WORK TO DO - Omit all pictures. Copy the rest of the material exactly.

..............................

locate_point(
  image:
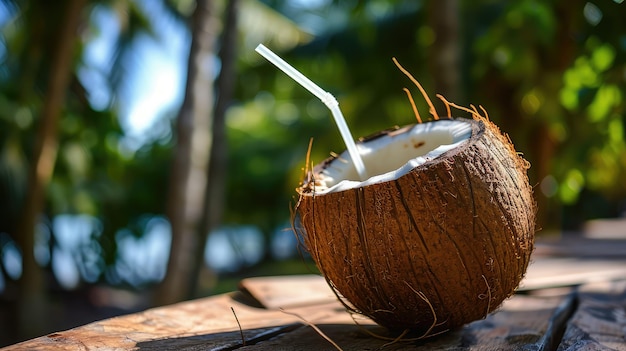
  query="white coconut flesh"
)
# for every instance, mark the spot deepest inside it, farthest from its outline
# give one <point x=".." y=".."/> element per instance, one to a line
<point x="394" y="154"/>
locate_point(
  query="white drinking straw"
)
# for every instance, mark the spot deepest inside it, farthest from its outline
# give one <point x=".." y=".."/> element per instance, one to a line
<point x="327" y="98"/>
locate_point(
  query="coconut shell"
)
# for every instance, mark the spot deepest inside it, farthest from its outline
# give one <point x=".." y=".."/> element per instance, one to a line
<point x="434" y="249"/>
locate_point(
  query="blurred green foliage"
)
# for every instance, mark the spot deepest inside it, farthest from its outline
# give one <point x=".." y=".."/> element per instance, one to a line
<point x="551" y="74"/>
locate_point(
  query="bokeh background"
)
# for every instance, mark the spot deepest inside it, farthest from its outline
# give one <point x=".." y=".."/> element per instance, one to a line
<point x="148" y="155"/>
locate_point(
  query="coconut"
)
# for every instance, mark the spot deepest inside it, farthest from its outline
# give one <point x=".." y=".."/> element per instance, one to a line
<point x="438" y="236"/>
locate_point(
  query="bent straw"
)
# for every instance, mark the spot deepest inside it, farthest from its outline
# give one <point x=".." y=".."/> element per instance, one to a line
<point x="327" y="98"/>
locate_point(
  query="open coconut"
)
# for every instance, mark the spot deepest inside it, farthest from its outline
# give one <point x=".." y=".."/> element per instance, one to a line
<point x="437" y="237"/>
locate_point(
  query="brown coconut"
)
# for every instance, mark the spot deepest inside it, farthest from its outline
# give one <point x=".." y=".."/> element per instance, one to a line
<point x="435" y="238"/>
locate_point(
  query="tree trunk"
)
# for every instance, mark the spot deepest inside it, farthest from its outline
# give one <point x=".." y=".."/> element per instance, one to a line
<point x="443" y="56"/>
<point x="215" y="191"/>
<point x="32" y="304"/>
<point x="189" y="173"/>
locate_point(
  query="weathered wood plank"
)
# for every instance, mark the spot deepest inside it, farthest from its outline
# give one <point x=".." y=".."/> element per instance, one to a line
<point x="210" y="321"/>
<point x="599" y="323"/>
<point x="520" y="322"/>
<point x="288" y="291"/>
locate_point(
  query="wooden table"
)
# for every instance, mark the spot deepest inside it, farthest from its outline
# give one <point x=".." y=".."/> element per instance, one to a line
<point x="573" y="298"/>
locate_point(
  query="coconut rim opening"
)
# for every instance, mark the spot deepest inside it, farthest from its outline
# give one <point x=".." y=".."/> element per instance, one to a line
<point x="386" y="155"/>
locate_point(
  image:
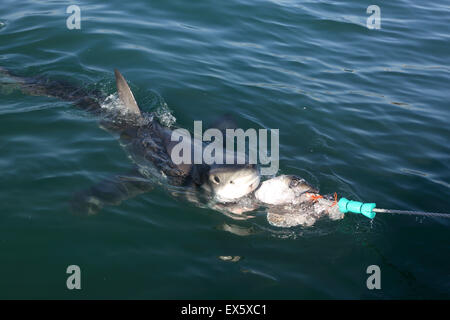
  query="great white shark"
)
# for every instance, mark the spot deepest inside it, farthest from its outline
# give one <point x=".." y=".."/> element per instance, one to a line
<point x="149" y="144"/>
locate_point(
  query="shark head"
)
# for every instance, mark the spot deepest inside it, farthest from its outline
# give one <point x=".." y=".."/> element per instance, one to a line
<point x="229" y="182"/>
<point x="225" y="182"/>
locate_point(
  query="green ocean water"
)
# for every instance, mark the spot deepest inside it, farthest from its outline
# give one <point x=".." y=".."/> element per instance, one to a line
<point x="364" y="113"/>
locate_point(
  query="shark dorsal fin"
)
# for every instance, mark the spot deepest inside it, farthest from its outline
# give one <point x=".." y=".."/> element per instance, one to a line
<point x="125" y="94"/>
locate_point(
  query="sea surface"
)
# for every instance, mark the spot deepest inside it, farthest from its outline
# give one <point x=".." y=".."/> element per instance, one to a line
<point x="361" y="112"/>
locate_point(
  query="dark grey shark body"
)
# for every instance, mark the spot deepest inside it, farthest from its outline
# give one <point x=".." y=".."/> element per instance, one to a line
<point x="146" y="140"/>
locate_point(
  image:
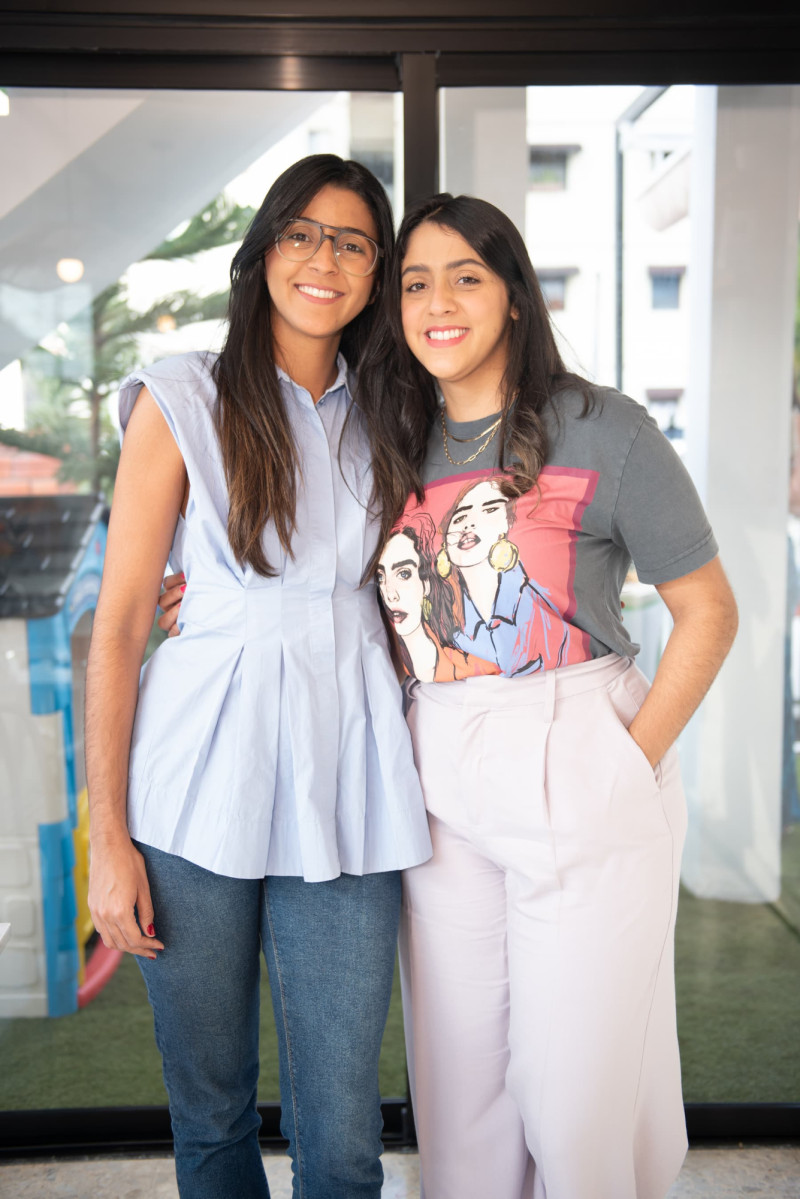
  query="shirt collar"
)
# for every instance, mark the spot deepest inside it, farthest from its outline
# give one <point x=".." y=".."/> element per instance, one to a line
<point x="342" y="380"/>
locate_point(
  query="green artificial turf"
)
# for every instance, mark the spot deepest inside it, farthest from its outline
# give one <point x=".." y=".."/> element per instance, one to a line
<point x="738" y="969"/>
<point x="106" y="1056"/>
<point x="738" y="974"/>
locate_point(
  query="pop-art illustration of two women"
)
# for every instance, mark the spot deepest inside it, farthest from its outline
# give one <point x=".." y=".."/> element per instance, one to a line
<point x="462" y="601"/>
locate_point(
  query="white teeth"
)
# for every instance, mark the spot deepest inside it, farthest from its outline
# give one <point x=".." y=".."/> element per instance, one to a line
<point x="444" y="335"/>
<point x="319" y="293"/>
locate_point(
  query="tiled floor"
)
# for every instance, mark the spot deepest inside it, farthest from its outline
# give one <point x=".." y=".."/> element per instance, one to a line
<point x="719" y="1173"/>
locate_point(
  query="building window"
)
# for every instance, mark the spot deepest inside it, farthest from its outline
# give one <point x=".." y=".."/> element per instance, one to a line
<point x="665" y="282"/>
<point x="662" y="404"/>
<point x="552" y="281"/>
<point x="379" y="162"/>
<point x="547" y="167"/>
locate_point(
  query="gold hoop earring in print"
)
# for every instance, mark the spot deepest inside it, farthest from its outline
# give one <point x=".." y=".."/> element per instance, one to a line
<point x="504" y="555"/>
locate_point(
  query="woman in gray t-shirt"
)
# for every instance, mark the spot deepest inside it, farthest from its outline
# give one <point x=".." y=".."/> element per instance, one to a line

..............................

REPLY -
locate_point(
  image:
  query="white coconut flesh"
)
# for every instance, mark the spot deepest inside it, farthest from its outline
# give one <point x=".." y=".."/> element per instance, one to a line
<point x="394" y="154"/>
locate_point(
  query="white drinking straw"
)
# for every instance, mark the spot deepest inside it, farthest from its outline
# give one <point x=".." y=".."/> element per instance, one to a line
<point x="327" y="98"/>
locate_point(
  query="coconut shell"
)
# for every instance, mark the spot deepest inside it, farthest from its outline
# give one <point x=".." y=".."/> element per instance, one to a line
<point x="434" y="249"/>
locate_point(
  query="blurred green foliage"
)
# for every instance, mark the spot deepest inside it, farthest from its outline
# give one <point x=".." y=".."/> element per instance, one to a line
<point x="551" y="74"/>
locate_point(
  query="bokeh background"
)
# for every instance, mark the spot deepest inside it, farthest from its outline
# give one <point x=".." y=".."/> element per instance, one to a line
<point x="148" y="155"/>
locate_point(
  query="coconut"
)
# for every instance, mark the spot deepest inside it, farthest from its outline
# give one <point x=".." y=".."/> element per instance, one to a line
<point x="438" y="236"/>
locate_point(
  query="bent straw"
)
# for every instance, mark the spot deepest inside it, farthest from its outline
# give one <point x=".." y=".."/> element per instance, one to a line
<point x="327" y="98"/>
locate_point(
  query="open coconut"
)
# for every instance, mark the spot deepest inside it, farthest from its outline
# give one <point x=".." y=".."/> element per instance, one to a line
<point x="437" y="237"/>
locate_point(
  query="brown coconut"
)
# for every instance, mark the spot deepest inside it, farthest from its outline
# give one <point x=".." y=".."/> element per instance, one to a line
<point x="435" y="238"/>
locate_point(
  query="tree trunk"
)
# for every instance, mark the spot deepest inside it, farthest from its outline
# give one <point x=".." y=".."/> element per instance, one to a line
<point x="443" y="56"/>
<point x="215" y="191"/>
<point x="32" y="304"/>
<point x="189" y="173"/>
locate_point(
  query="weathered wood plank"
)
# for every instance, mark the spot deepest inside it, farthest from its outline
# give one <point x=".." y=".."/> element per instance, one to a line
<point x="210" y="321"/>
<point x="599" y="323"/>
<point x="520" y="322"/>
<point x="288" y="291"/>
locate_point(
  query="wooden table"
)
# for every instance, mark the spot deepest inside it, farthest from its outline
# give one <point x=".." y=".."/> element per instance, one to a line
<point x="573" y="298"/>
locate_point(
  query="coconut rim opening"
)
# for every instance, mark the spot deepest inside it, farthest from its outline
# give one <point x=".." y=".."/> element per instance, one to a line
<point x="386" y="155"/>
locate_point(
  image:
  query="great white shark"
)
# for every instance, mark the spot deepest inside it, farthest from its outline
# give one <point x=".." y=".."/> element per instance, one to a line
<point x="149" y="144"/>
locate_point(
  query="shark head"
)
# for every instance, mark the spot deepest inside it, farthest from its outline
# give one <point x=".." y=".."/> element per instance, one to a line
<point x="229" y="182"/>
<point x="225" y="182"/>
locate_point(
  query="green ocean water"
)
# for every instance, mark the spot deepest inside it, farthest from its outline
# give one <point x=".." y=".."/> element per instance, one to a line
<point x="364" y="113"/>
locate_point(
  query="shark dorsal fin"
)
# for every instance, mark the spot deepest inside it, farthest from its outline
# give one <point x=".." y=".."/> element per instance, one to a line
<point x="125" y="94"/>
locate_point(
  query="sea surface"
)
# for every instance, mark the spot deepest inside it, farthest from its outline
# give one <point x=".." y=".."/> element per instance, one to a line
<point x="361" y="112"/>
locate_point(
  query="dark grey shark body"
)
# for every instance, mark the spot deepest inside it, farthest from its outline
# give one <point x=".." y=".."/> element per instance, one to a line
<point x="146" y="140"/>
locate_point(
  image:
  query="shirt collar"
)
# for every instance, mark the spot deepest inside it, farthest from its outline
# give one <point x=".." y=".."/> element per instance, one to a line
<point x="342" y="380"/>
locate_point(
  query="green artificial turf"
)
# for every instance, mark the spot deepest inside it, farthest from its outline
# give one <point x=".." y=".."/> element per instance, one to a line
<point x="738" y="969"/>
<point x="106" y="1056"/>
<point x="738" y="974"/>
locate_point(
  query="pop-art illustration of two women"
)
# for every instance, mark the spot deepest inside it, farthest from its outline
# give one <point x=".." y=".."/> element per instance, one to a line
<point x="462" y="601"/>
locate_point(
  query="white teeth"
)
# for every instance, mark the spot deepest inside it, farthest from its outline
# give one <point x=".." y=".."/> element per instance, one to a line
<point x="444" y="335"/>
<point x="319" y="293"/>
locate_point(
  query="tiled floor"
)
# for every instance, mark the spot deepest inside it, farthest from its outline
# give one <point x=".." y=".."/> element per instance, one to a line
<point x="719" y="1173"/>
locate_point(
  query="building window"
)
# for every instance, mark the spot deepest inside it, farthest from its outline
# give one <point x=".." y=".."/> element per instance, one to a line
<point x="665" y="282"/>
<point x="662" y="404"/>
<point x="552" y="281"/>
<point x="379" y="162"/>
<point x="547" y="167"/>
locate_point(
  query="gold hoop earring in print"
)
# for every instance, mark the spot deepest inside it, farthest from its outline
# give one <point x=".." y=".."/> element per instance, one to a line
<point x="504" y="555"/>
locate_point(
  query="woman in gray t-shirt"
)
# for every instance, mark the spot deepest inside it, farthest from its outline
# give one <point x=".." y=".."/> element per instance, one to a line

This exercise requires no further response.